— START OF DATA RECORDS —

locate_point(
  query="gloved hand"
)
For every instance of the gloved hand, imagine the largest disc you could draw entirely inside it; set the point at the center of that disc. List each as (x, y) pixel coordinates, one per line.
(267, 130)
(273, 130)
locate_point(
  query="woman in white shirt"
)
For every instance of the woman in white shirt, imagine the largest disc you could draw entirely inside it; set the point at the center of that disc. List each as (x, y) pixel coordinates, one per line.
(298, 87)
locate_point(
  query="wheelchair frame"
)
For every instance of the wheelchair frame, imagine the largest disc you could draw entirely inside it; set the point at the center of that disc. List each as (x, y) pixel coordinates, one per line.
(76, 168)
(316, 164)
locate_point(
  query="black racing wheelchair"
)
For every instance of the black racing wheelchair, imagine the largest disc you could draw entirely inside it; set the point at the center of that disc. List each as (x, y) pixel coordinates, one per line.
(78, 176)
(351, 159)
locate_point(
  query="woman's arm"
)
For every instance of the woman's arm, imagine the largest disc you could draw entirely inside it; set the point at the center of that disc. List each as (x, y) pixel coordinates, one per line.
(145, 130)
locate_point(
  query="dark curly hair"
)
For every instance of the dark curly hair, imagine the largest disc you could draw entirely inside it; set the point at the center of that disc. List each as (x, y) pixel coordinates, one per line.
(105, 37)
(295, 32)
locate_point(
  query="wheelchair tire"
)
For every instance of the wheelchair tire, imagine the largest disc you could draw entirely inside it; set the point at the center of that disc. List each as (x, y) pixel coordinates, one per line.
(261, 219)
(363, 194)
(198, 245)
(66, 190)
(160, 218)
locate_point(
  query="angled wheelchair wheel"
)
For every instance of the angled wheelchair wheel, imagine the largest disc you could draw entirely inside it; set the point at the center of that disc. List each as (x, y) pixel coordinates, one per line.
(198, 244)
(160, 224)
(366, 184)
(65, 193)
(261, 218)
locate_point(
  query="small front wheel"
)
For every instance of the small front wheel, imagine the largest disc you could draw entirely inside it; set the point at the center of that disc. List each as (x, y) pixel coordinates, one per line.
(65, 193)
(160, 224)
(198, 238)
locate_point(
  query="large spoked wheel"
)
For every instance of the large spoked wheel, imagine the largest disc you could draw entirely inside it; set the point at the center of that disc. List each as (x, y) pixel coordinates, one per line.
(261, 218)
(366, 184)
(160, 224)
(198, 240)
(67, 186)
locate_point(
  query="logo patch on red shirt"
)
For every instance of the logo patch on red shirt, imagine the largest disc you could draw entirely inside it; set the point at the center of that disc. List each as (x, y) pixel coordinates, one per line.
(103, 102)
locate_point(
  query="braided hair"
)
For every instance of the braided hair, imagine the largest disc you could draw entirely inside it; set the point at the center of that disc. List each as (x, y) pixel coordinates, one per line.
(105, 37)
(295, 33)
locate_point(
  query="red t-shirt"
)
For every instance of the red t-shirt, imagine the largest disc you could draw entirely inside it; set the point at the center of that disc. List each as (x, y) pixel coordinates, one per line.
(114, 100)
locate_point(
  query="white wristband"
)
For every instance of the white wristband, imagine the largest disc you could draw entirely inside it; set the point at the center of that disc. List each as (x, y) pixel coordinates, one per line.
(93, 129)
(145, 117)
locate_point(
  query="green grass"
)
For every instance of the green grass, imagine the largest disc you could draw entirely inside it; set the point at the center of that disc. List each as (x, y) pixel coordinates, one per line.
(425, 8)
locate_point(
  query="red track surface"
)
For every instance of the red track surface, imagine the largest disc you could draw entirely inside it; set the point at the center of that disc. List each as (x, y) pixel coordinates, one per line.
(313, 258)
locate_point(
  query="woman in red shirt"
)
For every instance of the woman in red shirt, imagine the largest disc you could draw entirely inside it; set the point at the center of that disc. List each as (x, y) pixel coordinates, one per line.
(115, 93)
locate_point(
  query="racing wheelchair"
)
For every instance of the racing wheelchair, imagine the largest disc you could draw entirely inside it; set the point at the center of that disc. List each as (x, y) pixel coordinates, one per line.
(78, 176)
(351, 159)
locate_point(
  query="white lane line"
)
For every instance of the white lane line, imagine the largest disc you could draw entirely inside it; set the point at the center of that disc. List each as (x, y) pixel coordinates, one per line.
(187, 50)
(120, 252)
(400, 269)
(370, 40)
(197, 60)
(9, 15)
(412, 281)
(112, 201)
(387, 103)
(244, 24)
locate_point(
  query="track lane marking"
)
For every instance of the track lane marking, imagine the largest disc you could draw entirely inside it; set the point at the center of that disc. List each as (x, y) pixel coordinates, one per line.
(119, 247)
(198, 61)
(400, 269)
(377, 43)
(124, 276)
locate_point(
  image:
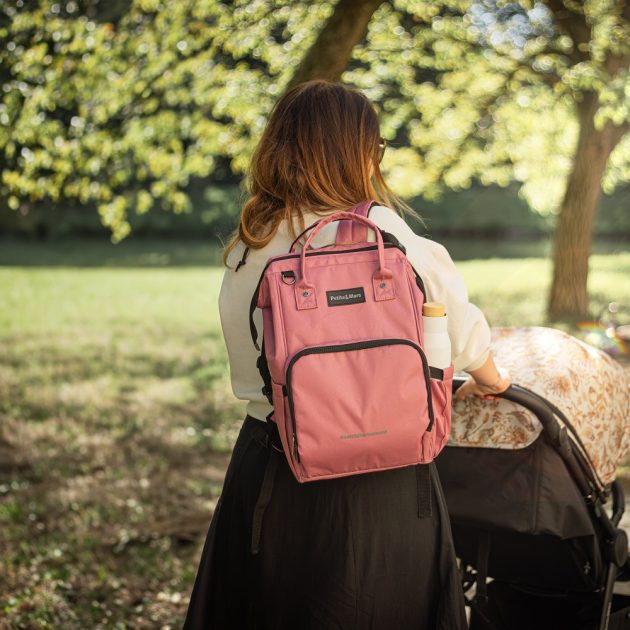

— END OF DATA RECORDS —

> **YOUR OBJECTIVE**
Which lines in the rows above contain the word "frame"? Gather each of them and copy it in full.

> **WRITTEN REPLY**
  query="wheelchair frame"
For every instance of the wheelchair frame, imagine the largest disc you could draw entirely inside it; set the point at the center of that disc. List each as (x, y) pixel coordinates, one per line.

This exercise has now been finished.